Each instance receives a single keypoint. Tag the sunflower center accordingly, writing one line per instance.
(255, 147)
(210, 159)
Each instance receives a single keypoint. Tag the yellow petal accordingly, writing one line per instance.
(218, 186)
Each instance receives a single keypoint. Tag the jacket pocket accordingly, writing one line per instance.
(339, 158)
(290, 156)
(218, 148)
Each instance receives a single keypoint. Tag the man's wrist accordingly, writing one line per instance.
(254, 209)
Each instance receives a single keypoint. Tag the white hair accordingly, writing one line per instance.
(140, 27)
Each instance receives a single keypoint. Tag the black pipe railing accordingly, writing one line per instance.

++++++++++++++++++++

WHAT TO DO:
Reproduce each line of the entries above from the one containing "Each instance receives a single keypoint. Tag the white" through the last, exactly, and no other line.

TASK RESULT:
Each instance receives a single keypoint. Tag the white hair accordingly, writing one line per instance.
(140, 27)
Each instance receives a single keypoint. Tag the black pipe railing accordingly, writing one line per instance.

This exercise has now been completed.